*** DATA FOR PROCESSING Section Begins ***

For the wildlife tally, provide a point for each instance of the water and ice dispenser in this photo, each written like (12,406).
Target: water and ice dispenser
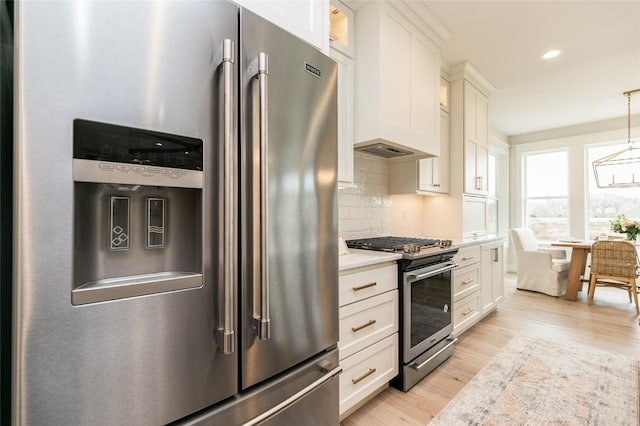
(137,212)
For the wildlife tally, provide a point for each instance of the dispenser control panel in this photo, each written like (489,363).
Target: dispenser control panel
(109,153)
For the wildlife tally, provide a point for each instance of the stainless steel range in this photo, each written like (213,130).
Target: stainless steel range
(425,282)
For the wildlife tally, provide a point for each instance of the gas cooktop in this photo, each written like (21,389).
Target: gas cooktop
(408,246)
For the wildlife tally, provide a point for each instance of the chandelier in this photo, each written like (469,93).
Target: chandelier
(621,169)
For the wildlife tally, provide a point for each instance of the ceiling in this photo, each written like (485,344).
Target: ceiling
(504,41)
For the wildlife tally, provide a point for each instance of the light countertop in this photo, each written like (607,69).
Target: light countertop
(357,258)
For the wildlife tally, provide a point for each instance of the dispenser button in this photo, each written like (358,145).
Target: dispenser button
(119,223)
(106,166)
(155,222)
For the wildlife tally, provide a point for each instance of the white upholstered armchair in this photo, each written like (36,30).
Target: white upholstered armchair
(541,270)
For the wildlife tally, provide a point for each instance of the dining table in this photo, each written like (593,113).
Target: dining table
(579,253)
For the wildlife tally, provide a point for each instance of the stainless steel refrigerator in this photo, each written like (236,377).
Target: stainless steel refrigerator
(174,236)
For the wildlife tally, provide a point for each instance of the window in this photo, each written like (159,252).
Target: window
(606,203)
(546,197)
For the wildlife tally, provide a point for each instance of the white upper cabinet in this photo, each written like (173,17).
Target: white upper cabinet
(342,47)
(470,126)
(428,176)
(306,19)
(341,33)
(397,82)
(345,118)
(434,176)
(476,141)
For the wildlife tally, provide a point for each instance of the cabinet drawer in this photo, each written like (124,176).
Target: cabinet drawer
(359,285)
(367,321)
(465,281)
(466,311)
(367,370)
(467,256)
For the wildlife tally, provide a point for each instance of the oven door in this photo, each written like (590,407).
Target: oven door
(427,308)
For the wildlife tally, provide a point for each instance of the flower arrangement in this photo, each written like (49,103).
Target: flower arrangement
(624,225)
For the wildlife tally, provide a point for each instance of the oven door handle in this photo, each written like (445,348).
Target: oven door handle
(434,272)
(416,366)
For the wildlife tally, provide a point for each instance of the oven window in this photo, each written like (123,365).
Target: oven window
(430,306)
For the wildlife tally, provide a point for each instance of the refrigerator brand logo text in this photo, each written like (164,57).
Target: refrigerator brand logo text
(313,70)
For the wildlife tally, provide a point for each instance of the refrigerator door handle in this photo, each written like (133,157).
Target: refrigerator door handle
(263,323)
(225,334)
(299,395)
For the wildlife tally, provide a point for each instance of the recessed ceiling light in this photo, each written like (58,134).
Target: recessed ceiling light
(551,54)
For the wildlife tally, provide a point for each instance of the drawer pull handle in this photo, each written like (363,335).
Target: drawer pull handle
(363,376)
(362,287)
(360,327)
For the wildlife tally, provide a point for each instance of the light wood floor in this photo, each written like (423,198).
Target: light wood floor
(610,324)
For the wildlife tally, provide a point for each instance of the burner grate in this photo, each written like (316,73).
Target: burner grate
(394,244)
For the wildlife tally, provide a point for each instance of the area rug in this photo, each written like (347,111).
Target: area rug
(538,382)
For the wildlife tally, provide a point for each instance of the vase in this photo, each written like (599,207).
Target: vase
(634,238)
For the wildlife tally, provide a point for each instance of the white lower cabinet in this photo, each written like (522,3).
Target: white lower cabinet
(493,275)
(368,342)
(364,372)
(466,288)
(478,283)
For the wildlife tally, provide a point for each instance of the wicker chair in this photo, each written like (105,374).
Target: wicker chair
(614,264)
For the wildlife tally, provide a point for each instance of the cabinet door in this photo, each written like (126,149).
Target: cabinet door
(443,161)
(482,169)
(397,81)
(498,275)
(345,117)
(427,174)
(434,172)
(492,285)
(425,93)
(476,141)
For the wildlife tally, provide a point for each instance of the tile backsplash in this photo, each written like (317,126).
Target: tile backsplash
(369,211)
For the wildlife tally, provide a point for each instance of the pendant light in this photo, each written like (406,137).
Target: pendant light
(621,169)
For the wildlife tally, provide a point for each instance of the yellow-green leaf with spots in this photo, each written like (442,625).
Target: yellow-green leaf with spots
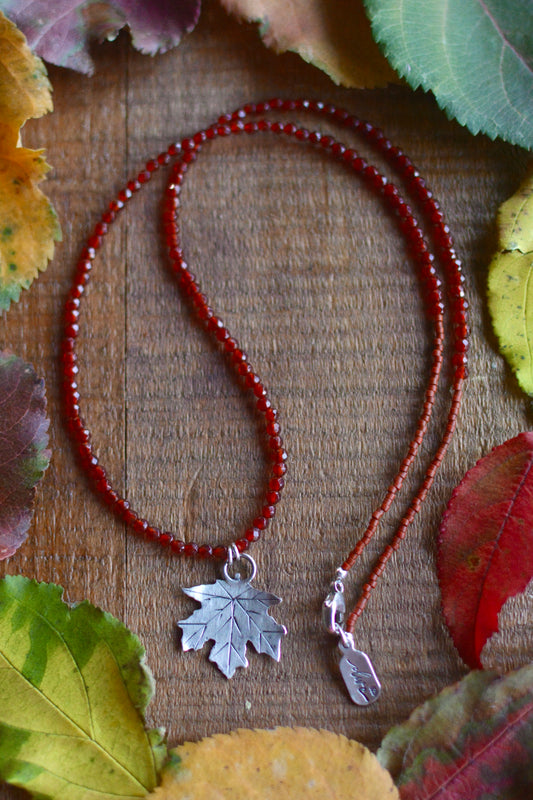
(281,764)
(73,691)
(28,223)
(510,284)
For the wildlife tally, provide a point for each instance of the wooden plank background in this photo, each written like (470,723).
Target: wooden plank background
(307,270)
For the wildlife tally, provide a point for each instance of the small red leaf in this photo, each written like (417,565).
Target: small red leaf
(486,544)
(473,741)
(23,439)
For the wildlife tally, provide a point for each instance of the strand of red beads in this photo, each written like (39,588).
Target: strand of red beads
(185,153)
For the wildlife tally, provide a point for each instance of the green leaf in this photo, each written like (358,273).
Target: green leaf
(510,284)
(476,57)
(474,740)
(73,690)
(334,36)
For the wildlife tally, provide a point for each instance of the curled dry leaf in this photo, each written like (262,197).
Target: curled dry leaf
(28,224)
(474,740)
(485,550)
(60,32)
(510,288)
(334,36)
(73,693)
(476,58)
(23,454)
(281,764)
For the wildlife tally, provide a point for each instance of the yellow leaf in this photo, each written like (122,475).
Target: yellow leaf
(28,223)
(335,36)
(281,764)
(510,284)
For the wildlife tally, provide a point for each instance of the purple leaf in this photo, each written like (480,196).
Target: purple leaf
(23,454)
(60,30)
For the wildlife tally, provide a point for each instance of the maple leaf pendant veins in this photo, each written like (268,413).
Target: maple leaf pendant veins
(233,613)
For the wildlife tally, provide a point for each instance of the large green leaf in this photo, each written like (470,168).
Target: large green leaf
(73,689)
(476,56)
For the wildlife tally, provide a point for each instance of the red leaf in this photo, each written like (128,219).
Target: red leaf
(23,439)
(486,544)
(474,741)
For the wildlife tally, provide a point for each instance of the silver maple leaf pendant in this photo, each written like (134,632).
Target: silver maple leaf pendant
(233,613)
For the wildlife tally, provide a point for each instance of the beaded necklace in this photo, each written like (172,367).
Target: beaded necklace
(233,612)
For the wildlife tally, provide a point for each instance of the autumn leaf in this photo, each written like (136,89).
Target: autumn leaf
(510,288)
(335,37)
(28,223)
(62,34)
(281,764)
(23,453)
(476,58)
(73,693)
(485,550)
(474,740)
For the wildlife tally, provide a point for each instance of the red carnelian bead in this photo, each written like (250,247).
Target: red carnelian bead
(94,241)
(358,164)
(459,359)
(252,534)
(129,516)
(205,313)
(238,355)
(111,497)
(71,331)
(276,484)
(140,525)
(96,472)
(205,551)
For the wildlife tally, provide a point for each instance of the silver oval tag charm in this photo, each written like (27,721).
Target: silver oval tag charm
(359,675)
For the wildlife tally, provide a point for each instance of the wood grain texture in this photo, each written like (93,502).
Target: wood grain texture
(309,273)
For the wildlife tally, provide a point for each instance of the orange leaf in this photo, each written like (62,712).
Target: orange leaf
(282,764)
(28,224)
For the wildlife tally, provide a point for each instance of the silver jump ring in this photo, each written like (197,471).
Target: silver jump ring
(229,563)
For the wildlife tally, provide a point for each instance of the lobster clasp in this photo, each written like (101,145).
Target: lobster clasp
(333,608)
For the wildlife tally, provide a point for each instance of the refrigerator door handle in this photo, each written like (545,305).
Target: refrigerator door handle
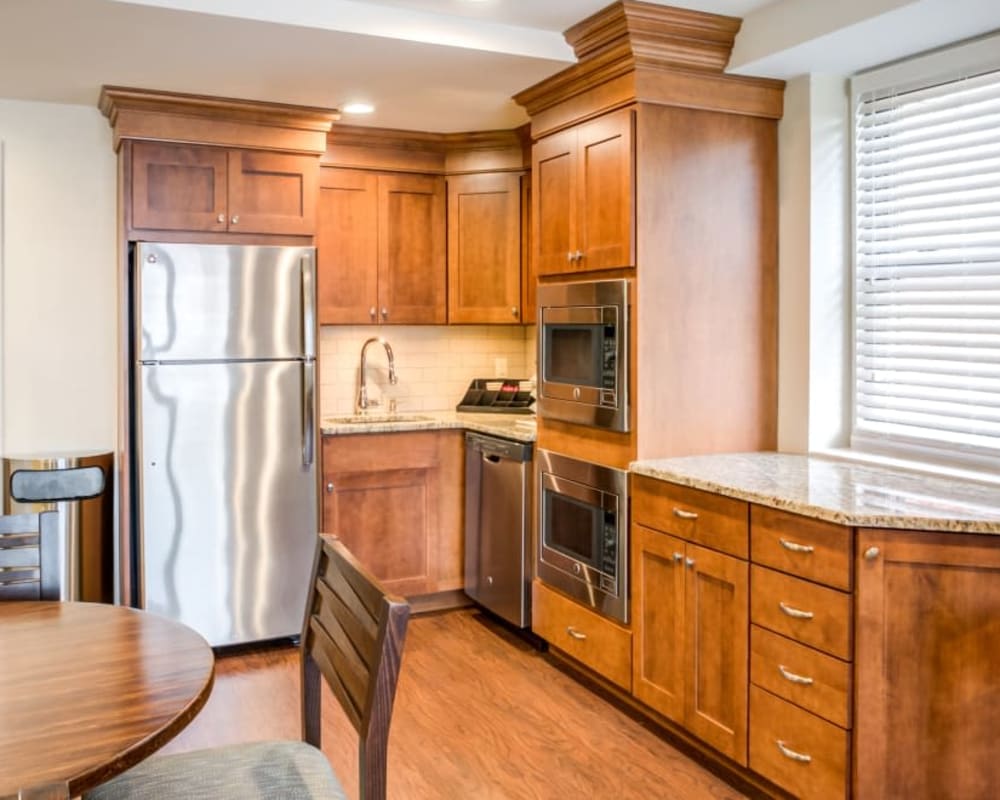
(308,418)
(308,306)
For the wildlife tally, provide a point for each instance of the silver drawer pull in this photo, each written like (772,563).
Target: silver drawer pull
(795,547)
(789,753)
(797,613)
(802,680)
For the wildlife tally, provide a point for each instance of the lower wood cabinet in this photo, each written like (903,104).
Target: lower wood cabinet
(396,500)
(591,639)
(689,656)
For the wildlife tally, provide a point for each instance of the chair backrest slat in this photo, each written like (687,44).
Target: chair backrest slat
(353,636)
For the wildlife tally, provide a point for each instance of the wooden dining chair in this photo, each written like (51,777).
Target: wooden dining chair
(353,638)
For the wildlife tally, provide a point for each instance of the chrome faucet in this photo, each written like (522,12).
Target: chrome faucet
(363,401)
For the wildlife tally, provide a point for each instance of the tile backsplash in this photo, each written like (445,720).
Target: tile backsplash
(434,364)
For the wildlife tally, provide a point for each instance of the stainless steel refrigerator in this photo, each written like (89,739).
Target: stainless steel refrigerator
(224,436)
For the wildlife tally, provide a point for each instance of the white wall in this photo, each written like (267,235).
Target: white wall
(57,307)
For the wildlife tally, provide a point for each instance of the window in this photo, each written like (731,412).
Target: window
(927,259)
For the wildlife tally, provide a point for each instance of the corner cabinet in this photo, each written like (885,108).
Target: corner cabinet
(184,187)
(380,243)
(928,644)
(583,185)
(484,248)
(396,500)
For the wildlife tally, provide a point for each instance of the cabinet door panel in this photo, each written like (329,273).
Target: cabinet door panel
(717,615)
(928,646)
(553,224)
(272,192)
(484,244)
(347,247)
(605,192)
(178,187)
(411,260)
(658,663)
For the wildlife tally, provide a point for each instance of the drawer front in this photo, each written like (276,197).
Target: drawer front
(800,752)
(808,548)
(712,520)
(804,611)
(817,682)
(588,637)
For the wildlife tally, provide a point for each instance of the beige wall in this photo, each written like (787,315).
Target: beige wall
(57,308)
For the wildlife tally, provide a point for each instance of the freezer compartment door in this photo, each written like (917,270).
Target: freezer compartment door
(228,506)
(219,302)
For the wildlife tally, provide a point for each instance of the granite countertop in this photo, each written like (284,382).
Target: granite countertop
(519,427)
(846,492)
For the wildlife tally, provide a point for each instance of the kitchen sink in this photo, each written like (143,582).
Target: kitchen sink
(377,419)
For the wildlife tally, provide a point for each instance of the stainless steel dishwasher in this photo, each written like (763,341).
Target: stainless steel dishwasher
(497,547)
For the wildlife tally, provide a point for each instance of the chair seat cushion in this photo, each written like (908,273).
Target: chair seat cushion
(257,771)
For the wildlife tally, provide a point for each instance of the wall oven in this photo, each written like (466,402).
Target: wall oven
(583,353)
(583,532)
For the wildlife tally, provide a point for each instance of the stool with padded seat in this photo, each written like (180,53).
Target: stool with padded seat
(353,638)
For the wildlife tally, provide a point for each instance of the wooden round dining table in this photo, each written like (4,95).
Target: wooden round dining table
(88,690)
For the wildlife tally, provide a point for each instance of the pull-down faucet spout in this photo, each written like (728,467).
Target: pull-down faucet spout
(363,401)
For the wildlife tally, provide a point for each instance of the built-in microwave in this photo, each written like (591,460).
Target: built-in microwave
(583,532)
(583,353)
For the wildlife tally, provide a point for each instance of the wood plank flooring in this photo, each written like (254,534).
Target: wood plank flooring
(479,715)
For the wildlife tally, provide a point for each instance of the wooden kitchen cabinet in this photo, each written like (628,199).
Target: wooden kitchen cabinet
(381,248)
(583,212)
(484,248)
(396,500)
(928,646)
(689,640)
(185,187)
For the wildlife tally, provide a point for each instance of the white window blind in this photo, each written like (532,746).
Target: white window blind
(927,282)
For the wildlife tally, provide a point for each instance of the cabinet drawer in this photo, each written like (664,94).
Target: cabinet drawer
(804,611)
(797,750)
(808,548)
(720,523)
(590,638)
(817,682)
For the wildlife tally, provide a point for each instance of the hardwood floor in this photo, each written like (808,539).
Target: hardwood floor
(479,715)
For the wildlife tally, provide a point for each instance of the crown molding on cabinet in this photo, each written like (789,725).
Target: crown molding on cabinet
(228,122)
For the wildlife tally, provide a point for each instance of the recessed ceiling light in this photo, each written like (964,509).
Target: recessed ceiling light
(358,108)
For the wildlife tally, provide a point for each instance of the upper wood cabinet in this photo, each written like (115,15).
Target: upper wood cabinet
(928,645)
(583,208)
(183,187)
(484,248)
(381,248)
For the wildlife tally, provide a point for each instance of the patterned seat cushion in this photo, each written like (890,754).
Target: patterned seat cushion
(257,771)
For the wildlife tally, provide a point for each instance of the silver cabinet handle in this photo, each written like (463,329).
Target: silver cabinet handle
(801,680)
(797,613)
(789,753)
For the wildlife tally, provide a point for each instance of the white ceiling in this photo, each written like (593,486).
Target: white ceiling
(436,65)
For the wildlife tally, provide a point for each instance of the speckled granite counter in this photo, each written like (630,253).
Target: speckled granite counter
(520,427)
(846,492)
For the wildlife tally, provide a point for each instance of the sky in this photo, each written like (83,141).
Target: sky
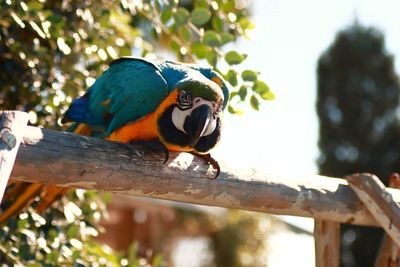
(290,36)
(282,138)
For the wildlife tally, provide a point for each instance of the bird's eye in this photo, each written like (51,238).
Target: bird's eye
(185,99)
(218,110)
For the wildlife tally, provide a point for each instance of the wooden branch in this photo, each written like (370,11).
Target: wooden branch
(327,243)
(12,124)
(388,255)
(71,160)
(372,192)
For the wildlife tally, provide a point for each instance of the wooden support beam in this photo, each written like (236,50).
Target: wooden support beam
(327,243)
(70,160)
(388,255)
(379,202)
(12,124)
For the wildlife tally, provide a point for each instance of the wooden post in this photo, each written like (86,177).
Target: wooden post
(327,243)
(12,124)
(388,255)
(379,202)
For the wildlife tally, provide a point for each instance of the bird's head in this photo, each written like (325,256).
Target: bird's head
(193,120)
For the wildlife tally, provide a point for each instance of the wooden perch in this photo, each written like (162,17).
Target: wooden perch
(12,124)
(372,192)
(70,160)
(327,243)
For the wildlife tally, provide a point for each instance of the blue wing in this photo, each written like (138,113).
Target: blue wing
(130,89)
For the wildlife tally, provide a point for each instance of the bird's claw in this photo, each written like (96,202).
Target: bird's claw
(210,161)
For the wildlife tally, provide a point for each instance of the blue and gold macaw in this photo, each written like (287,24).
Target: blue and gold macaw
(175,105)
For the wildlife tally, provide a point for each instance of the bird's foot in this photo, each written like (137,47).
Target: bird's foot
(210,161)
(154,146)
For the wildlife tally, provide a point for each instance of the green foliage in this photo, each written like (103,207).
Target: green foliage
(51,52)
(358,99)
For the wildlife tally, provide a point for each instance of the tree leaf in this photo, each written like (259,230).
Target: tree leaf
(234,111)
(254,102)
(211,38)
(217,23)
(199,49)
(212,58)
(242,92)
(260,87)
(181,16)
(166,15)
(200,16)
(226,38)
(234,58)
(249,75)
(231,77)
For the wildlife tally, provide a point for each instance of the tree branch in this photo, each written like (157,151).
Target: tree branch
(70,160)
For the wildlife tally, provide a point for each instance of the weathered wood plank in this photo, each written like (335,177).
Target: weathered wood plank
(327,243)
(71,160)
(12,124)
(388,255)
(379,202)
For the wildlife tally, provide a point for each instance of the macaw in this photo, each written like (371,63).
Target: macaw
(174,105)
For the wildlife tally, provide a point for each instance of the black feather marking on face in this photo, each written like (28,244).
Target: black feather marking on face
(207,142)
(185,99)
(168,130)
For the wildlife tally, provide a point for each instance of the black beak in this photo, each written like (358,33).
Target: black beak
(197,122)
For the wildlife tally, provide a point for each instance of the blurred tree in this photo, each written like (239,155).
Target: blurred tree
(358,98)
(51,51)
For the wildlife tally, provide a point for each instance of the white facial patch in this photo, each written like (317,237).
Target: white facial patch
(179,116)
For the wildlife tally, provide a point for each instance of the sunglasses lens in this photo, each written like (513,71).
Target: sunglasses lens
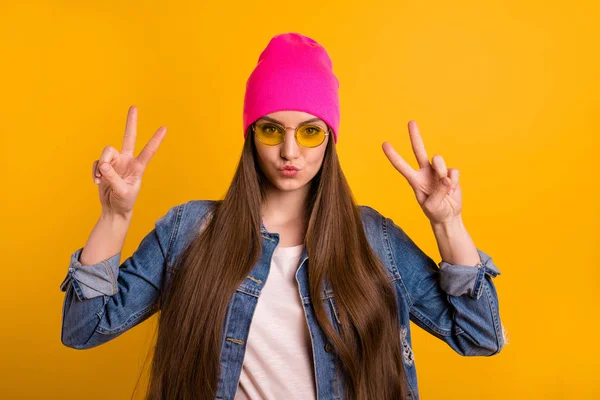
(308,135)
(270,134)
(311,135)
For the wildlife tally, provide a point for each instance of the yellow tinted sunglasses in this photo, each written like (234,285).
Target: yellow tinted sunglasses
(273,134)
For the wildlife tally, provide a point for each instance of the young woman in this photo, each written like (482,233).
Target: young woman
(285,288)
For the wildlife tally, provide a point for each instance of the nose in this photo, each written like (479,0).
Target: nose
(290,148)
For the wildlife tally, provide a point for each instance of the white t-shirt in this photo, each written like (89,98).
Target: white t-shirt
(278,361)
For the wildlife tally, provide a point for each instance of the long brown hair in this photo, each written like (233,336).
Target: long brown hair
(208,271)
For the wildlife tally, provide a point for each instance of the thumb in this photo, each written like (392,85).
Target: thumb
(109,173)
(443,188)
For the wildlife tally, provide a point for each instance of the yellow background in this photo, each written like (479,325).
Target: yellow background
(505,91)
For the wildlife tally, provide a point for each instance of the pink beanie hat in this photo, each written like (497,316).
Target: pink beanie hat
(293,72)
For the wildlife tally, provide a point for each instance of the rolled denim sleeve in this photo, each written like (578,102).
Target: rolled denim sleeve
(92,280)
(104,300)
(457,279)
(456,303)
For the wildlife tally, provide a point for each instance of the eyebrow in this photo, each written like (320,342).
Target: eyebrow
(301,123)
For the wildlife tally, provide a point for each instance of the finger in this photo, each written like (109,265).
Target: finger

*** DATA FOR PROCESSING Section Ends ***

Go through the material and report each line that holds the string "finger".

For the wildlife tally, provide a point for each instance of the finger in this photo, each written like (109,265).
Target: finger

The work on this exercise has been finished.